> WHAT THE TASK REQUIRES:
Report how many lines of the records below contain the string "background", counting only matches with the same case. Reply with the number alone.

********************

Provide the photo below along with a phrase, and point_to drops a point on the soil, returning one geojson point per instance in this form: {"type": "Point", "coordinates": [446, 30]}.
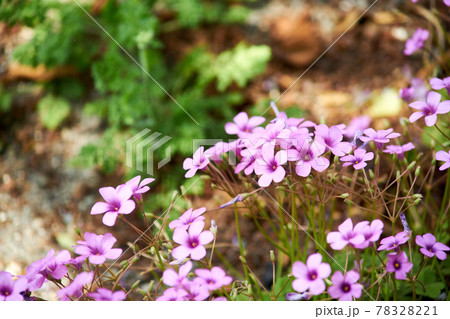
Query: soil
{"type": "Point", "coordinates": [43, 197]}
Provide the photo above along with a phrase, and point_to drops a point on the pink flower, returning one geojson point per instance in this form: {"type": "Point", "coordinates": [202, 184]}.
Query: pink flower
{"type": "Point", "coordinates": [370, 232]}
{"type": "Point", "coordinates": [345, 236]}
{"type": "Point", "coordinates": [248, 161]}
{"type": "Point", "coordinates": [430, 109]}
{"type": "Point", "coordinates": [345, 287]}
{"type": "Point", "coordinates": [270, 166]}
{"type": "Point", "coordinates": [118, 202]}
{"type": "Point", "coordinates": [358, 159]}
{"type": "Point", "coordinates": [379, 137]}
{"type": "Point", "coordinates": [191, 242]}
{"type": "Point", "coordinates": [177, 279]}
{"type": "Point", "coordinates": [399, 150]}
{"type": "Point", "coordinates": [242, 125]}
{"type": "Point", "coordinates": [188, 218]}
{"type": "Point", "coordinates": [332, 139]}
{"type": "Point", "coordinates": [198, 161]}
{"type": "Point", "coordinates": [103, 294]}
{"type": "Point", "coordinates": [438, 84]}
{"type": "Point", "coordinates": [196, 291]}
{"type": "Point", "coordinates": [75, 289]}
{"type": "Point", "coordinates": [139, 188]}
{"type": "Point", "coordinates": [10, 289]}
{"type": "Point", "coordinates": [311, 275]}
{"type": "Point", "coordinates": [173, 294]}
{"type": "Point", "coordinates": [416, 41]}
{"type": "Point", "coordinates": [392, 242]}
{"type": "Point", "coordinates": [309, 157]}
{"type": "Point", "coordinates": [98, 248]}
{"type": "Point", "coordinates": [445, 157]}
{"type": "Point", "coordinates": [51, 266]}
{"type": "Point", "coordinates": [398, 263]}
{"type": "Point", "coordinates": [359, 123]}
{"type": "Point", "coordinates": [213, 279]}
{"type": "Point", "coordinates": [430, 247]}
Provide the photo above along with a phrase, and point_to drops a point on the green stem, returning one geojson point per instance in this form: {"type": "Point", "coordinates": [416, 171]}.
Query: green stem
{"type": "Point", "coordinates": [241, 246]}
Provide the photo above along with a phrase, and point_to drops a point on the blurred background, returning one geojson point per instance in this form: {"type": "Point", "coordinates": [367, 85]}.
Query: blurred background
{"type": "Point", "coordinates": [70, 97]}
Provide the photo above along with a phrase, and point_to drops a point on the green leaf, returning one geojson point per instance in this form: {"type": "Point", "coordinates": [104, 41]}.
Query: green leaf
{"type": "Point", "coordinates": [240, 64]}
{"type": "Point", "coordinates": [52, 111]}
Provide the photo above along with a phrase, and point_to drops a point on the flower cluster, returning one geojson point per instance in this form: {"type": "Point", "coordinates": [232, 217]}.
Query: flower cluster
{"type": "Point", "coordinates": [195, 288]}
{"type": "Point", "coordinates": [189, 234]}
{"type": "Point", "coordinates": [290, 142]}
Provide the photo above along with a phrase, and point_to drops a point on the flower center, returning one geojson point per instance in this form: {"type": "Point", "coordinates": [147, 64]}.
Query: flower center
{"type": "Point", "coordinates": [346, 287]}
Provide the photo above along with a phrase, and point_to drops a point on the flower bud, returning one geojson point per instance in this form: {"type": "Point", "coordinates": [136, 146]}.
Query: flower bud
{"type": "Point", "coordinates": [411, 166]}
{"type": "Point", "coordinates": [213, 228]}
{"type": "Point", "coordinates": [417, 172]}
{"type": "Point", "coordinates": [348, 201]}
{"type": "Point", "coordinates": [124, 264]}
{"type": "Point", "coordinates": [135, 284]}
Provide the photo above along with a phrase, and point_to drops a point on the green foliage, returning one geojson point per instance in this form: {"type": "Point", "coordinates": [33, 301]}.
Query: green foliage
{"type": "Point", "coordinates": [52, 111]}
{"type": "Point", "coordinates": [239, 64]}
{"type": "Point", "coordinates": [123, 94]}
{"type": "Point", "coordinates": [192, 13]}
{"type": "Point", "coordinates": [5, 100]}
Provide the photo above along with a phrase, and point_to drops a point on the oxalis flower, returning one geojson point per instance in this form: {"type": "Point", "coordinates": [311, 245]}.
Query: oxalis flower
{"type": "Point", "coordinates": [270, 166]}
{"type": "Point", "coordinates": [188, 218]}
{"type": "Point", "coordinates": [10, 289]}
{"type": "Point", "coordinates": [51, 266]}
{"type": "Point", "coordinates": [398, 264]}
{"type": "Point", "coordinates": [173, 294]}
{"type": "Point", "coordinates": [118, 202]}
{"type": "Point", "coordinates": [98, 248]}
{"type": "Point", "coordinates": [438, 84]}
{"type": "Point", "coordinates": [311, 275]}
{"type": "Point", "coordinates": [332, 139]}
{"type": "Point", "coordinates": [358, 159]}
{"type": "Point", "coordinates": [191, 242]}
{"type": "Point", "coordinates": [242, 125]}
{"type": "Point", "coordinates": [75, 289]}
{"type": "Point", "coordinates": [399, 150]}
{"type": "Point", "coordinates": [445, 157]}
{"type": "Point", "coordinates": [378, 137]}
{"type": "Point", "coordinates": [103, 294]}
{"type": "Point", "coordinates": [393, 242]}
{"type": "Point", "coordinates": [345, 288]}
{"type": "Point", "coordinates": [198, 161]}
{"type": "Point", "coordinates": [430, 109]}
{"type": "Point", "coordinates": [213, 279]}
{"type": "Point", "coordinates": [370, 232]}
{"type": "Point", "coordinates": [139, 188]}
{"type": "Point", "coordinates": [430, 247]}
{"type": "Point", "coordinates": [177, 279]}
{"type": "Point", "coordinates": [345, 236]}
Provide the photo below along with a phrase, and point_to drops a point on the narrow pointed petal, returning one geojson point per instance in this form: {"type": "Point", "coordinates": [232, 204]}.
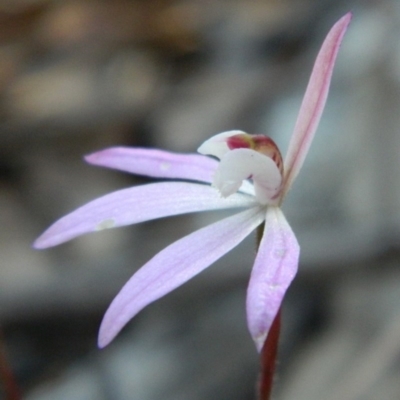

********************

> REPLY:
2